__Task objective__: Reproduce each of the records below word for word, leaving out the pictures.

__Data entries__:
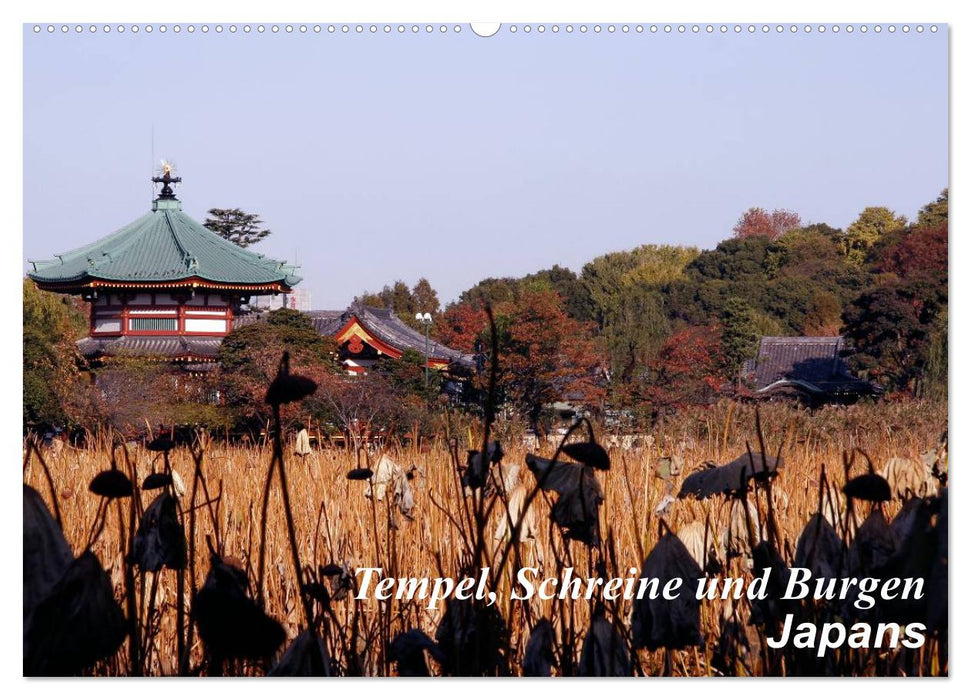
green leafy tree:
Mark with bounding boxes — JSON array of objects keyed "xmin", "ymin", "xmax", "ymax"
[
  {"xmin": 843, "ymin": 207, "xmax": 907, "ymax": 265},
  {"xmin": 23, "ymin": 279, "xmax": 87, "ymax": 429},
  {"xmin": 216, "ymin": 309, "xmax": 339, "ymax": 422},
  {"xmin": 721, "ymin": 297, "xmax": 761, "ymax": 377},
  {"xmin": 917, "ymin": 187, "xmax": 947, "ymax": 228},
  {"xmin": 843, "ymin": 278, "xmax": 947, "ymax": 395},
  {"xmin": 202, "ymin": 209, "xmax": 271, "ymax": 248}
]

__Task response__:
green leafy tree:
Mark with bounding boxes — JSON array of objects keyed "xmin", "ymin", "xmax", "ymax"
[
  {"xmin": 843, "ymin": 207, "xmax": 907, "ymax": 265},
  {"xmin": 23, "ymin": 279, "xmax": 87, "ymax": 429},
  {"xmin": 216, "ymin": 309, "xmax": 339, "ymax": 422},
  {"xmin": 721, "ymin": 297, "xmax": 761, "ymax": 377},
  {"xmin": 917, "ymin": 187, "xmax": 947, "ymax": 228},
  {"xmin": 843, "ymin": 278, "xmax": 947, "ymax": 395},
  {"xmin": 202, "ymin": 209, "xmax": 271, "ymax": 248}
]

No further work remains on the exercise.